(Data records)
---*---

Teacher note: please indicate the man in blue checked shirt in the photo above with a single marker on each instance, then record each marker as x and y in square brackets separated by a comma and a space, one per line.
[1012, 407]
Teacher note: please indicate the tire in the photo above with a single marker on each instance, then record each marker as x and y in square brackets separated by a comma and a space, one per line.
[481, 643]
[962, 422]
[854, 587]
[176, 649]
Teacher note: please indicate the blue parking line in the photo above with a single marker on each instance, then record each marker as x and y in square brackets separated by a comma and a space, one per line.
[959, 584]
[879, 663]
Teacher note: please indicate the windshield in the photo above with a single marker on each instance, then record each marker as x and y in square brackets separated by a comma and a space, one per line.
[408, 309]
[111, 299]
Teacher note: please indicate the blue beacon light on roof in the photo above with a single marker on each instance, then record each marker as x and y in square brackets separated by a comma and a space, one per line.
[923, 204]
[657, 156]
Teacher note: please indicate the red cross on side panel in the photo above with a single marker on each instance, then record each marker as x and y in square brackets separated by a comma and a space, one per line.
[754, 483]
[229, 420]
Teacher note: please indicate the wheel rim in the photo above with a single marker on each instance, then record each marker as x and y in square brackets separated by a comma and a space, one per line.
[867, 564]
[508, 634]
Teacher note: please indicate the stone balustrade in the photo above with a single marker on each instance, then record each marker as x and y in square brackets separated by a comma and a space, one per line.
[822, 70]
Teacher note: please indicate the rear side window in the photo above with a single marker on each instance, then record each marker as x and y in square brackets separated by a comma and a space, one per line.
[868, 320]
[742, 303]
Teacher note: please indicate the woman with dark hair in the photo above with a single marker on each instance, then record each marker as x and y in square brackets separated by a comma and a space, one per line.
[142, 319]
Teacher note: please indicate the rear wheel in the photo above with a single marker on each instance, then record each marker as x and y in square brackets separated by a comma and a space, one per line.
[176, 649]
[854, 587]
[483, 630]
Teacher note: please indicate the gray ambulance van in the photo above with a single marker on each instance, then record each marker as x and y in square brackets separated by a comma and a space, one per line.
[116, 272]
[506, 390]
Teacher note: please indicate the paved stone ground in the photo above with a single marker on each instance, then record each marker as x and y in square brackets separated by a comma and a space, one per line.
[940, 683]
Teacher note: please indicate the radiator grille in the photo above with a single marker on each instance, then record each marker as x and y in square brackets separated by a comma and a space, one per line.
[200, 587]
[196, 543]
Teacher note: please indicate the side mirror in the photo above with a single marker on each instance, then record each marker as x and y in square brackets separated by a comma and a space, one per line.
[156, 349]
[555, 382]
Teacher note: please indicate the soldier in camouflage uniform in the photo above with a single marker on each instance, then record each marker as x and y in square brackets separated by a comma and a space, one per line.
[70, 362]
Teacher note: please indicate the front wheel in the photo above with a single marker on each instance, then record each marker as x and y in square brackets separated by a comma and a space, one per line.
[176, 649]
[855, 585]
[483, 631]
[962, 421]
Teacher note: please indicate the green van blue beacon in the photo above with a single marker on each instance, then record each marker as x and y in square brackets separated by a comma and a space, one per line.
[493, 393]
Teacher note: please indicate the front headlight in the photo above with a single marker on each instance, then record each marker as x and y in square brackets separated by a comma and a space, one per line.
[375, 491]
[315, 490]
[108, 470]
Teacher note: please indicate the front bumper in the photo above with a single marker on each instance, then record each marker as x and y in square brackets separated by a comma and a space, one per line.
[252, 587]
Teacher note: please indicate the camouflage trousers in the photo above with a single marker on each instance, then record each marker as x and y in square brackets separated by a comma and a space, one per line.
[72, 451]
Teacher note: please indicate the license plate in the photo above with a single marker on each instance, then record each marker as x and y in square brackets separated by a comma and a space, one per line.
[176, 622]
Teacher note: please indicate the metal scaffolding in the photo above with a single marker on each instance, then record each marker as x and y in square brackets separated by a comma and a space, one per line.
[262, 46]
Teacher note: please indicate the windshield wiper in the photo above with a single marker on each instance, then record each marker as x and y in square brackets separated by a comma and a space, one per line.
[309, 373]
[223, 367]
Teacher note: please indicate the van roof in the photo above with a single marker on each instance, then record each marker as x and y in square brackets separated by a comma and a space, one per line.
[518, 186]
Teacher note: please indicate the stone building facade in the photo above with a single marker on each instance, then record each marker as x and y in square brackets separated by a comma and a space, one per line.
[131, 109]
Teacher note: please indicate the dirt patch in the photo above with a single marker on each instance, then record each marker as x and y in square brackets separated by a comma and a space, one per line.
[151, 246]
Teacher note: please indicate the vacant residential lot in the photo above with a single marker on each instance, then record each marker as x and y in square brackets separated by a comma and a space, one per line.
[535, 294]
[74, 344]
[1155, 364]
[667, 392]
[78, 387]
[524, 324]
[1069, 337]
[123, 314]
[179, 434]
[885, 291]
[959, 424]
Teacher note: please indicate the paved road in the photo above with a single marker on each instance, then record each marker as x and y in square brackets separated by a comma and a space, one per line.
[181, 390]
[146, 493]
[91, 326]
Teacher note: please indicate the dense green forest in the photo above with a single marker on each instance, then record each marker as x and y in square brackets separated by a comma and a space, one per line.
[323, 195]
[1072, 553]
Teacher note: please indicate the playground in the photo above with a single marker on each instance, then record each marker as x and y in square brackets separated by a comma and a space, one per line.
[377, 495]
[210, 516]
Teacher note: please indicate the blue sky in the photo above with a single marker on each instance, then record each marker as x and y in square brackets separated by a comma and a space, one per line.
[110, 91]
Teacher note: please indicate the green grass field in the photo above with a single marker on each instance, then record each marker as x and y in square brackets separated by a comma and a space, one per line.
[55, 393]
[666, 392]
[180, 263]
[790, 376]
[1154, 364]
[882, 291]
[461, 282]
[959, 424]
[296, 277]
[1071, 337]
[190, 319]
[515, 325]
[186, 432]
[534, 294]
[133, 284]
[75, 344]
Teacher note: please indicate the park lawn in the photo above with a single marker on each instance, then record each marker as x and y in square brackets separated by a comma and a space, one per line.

---*---

* _Aim_
Format every line of the rows above as a numbered list, leaving out any blank lines.

* _Response below_
1. Teacher note: please indicate the man in blue checked shirt in the photo above with a single marker on each instance, then record each marker as x and y in square brackets separated by a comma and a space, one per line.
2. [1012, 407]
3. Teacher note: please indicate the tire in the photo above with a single marker on each instance, then record each marker as x and y in square brackets separated by a comma and a space, one per line.
4. [481, 643]
5. [962, 422]
6. [854, 587]
7. [176, 649]
8. Teacher note: please indicate the blue parking line in the photo above with a single marker on each instance, then record each marker as x and y in square brackets separated by a comma and a space, one per line.
9. [959, 584]
10. [879, 663]
11. Teacher note: please indicate the windshield in the photo above with a single marker on each instance, then record each marker as x and y in square brackets separated by a comma and a space, one per line.
12. [408, 309]
13. [111, 299]
14. Teacher note: please indicate the blue beacon light on roof in the photo above with a single marker on each instance, then record each marker as x and y in square brackets separated by a comma and a space, one per line.
15. [923, 204]
16. [657, 156]
17. Teacher note: please indicate the red cross on side panel in the photo above with a single marker on each instance, then record each marker as x and y in square brackets separated by a comma and a space, one per line.
18. [754, 483]
19. [229, 420]
20. Teacher note: please indicate the wheel rim in the photo above with a single marker on each instance, then record each marker as x and y in square brackets separated by a comma and a space, one per line.
21. [867, 564]
22. [508, 634]
23. Teacher note: please indicate the stone balustrade in the photo above with a single marker on each instance, then record each marker as x and y in square brackets separated by a comma and a space, one per line.
24. [822, 70]
25. Teacher note: please indicate the rear side window in the photo above with a single marker on each instance, then record each marker as x and y in square brackets separated by a comma and a space, one per line.
26. [868, 320]
27. [742, 303]
28. Teacher note: please indicate the woman with dark hair in the photo above with a single marker on each instance, then record each marker as x and y in square brackets separated by a comma and a space, one per line.
29. [142, 319]
30. Teacher note: please indicate the rear wheel in the photo above with a single marker on each instance, then record each marker as x and y in square brackets separated by a comma and a space, one per line.
31. [176, 649]
32. [854, 587]
33. [483, 630]
34. Teacher note: please indicate the gray ambulance van in the photo above with a single marker on each instance, then record each marker as x and y in square brackets separated by a comma and a space, one per line.
35. [116, 272]
36. [506, 390]
37. Teacher note: please indicate the paved stone ground in the photo above with a single marker on each instance, then record each marker as x and y in square brackets separated by a comma and a space, one per line.
38. [940, 683]
39. Teacher note: please indicate the radiator grille in the photo above with a single marker on each instance, then record each marker as x and y in square brackets separated by a comma and a space, one per line.
40. [200, 587]
41. [196, 543]
42. Teacher note: please indicate the side mirror in the photo above with a single marker on each instance, then record each marker as x and y in square brackets separated by a comma and a space, one per line.
43. [156, 349]
44. [555, 382]
45. Teacher note: please indicate the soldier in camouflage uniform in the photo above with a single marker on each instance, then record each marker as x and y in square brackets separated by a comma and a space, one per line.
46. [70, 362]
47. Teacher note: please indicate the front wheel in the photo above with a single marker on each instance, then record each marker as x and y in square brackets separated by a comma and a space, one per line.
48. [176, 649]
49. [855, 585]
50. [483, 631]
51. [962, 421]
52. Teacher note: please indicate the green van blue beacon in the photo above with a single marker on each instance, then record each marker as x and y in square brackets separated by a comma and a space, one per line.
53. [493, 393]
54. Teacher note: please indicate the front headlight in the photo above with a single marker on each instance, then record each marker as x and y in square brackets separated by a comma and a space, one per line.
55. [375, 491]
56. [315, 490]
57. [108, 470]
58. Teacher note: please indicate the front bumper in the photo above with a single marker on each instance, then record each marker as x and y in square brackets separated by a comma and a space, one per line.
59. [252, 587]
60. Teacher note: please indicate the camouflage trousers in the photo above with a single marker on each instance, then record each marker as x and y in square brackets separated by a comma and a space, one per line.
61. [72, 451]
62. Teacher note: please indicate the license plate in the photo above with a single marker on each instance, then record each marker as x and y in square brackets separated by a comma and a space, one per line.
63. [176, 622]
64. Teacher note: please indicate the metal scaffolding in the photo above with a single marker on each instance, then record each marker as x and y in square brackets separated by a comma and a space, one per line.
65. [262, 46]
66. Teacher note: please indicate the windshield wiper in the photo above with a single marker on each instance, then record each marker as x and y in square brackets separated by a comma and a space, one per line.
67. [309, 373]
68. [223, 367]
69. Teacher note: please indicate the van roof in the photo above with a single marker on each instance, then record each marker as x and y in square brackets separated by a comma and a space, one per line.
70. [518, 186]
71. Teacher note: please indicate the stone building facade in the photo above with a single marker on each instance, then record each marker as x and y in square brackets separated by a comma and a space, one per line.
72. [131, 109]
73. Teacher note: please indicate the dirt patch in the photo above with a single marker on each instance, then record each marker as x and y in square brackets separated by a comma and a space, one per line.
74. [151, 246]
75. Teacher note: please indicate the vacant residential lot in the photo above with a single marker on each instance, then record each marker as x and y in square brackets separated by a comma and a space, one per line.
76. [535, 294]
77. [74, 344]
78. [1155, 364]
79. [667, 392]
80. [78, 387]
81. [524, 324]
82. [1069, 337]
83. [123, 314]
84. [179, 434]
85. [885, 291]
86. [959, 424]
87. Teacher note: please indicate the paved road in the photo above with a single marker on each instance, then record each marker as x and y in square brackets separated by a comma and a space, one per line.
88. [181, 390]
89. [146, 493]
90. [91, 326]
91. Teacher note: please indicate the dense green forest in the photo above with a single marker on each instance, then record each marker as x and y in square brackets separated by a comma and a space, one per line.
92. [323, 195]
93. [1072, 553]
94. Teacher note: please indicate the playground in the photo above with a single marker on each instance, then record each marker as x and y in square brackets separated by a comma and a space, one per line.
95. [377, 495]
96. [210, 516]
97. Teacher note: please indicate the blue sky in the photo above with a single marker on each instance, then record each marker as x and y in square brackets separated by a comma and a space, one per line.
98. [110, 91]
99. Teacher note: please indicate the green grass field in the photo above with a single marker on each instance, then record each marker as x and y in square brackets separated by a comma and a space, one per line.
100. [55, 393]
101. [666, 392]
102. [180, 263]
103. [790, 376]
104. [1154, 364]
105. [882, 291]
106. [461, 282]
107. [959, 424]
108. [296, 277]
109. [1071, 337]
110. [190, 319]
111. [515, 325]
112. [186, 432]
113. [534, 294]
114. [133, 284]
115. [75, 344]
116. Teacher note: please indicate the park lawn in the photo above with a single marker on each instance, then record each marker as x and y in square brackets separated by a comma and a space, one per line.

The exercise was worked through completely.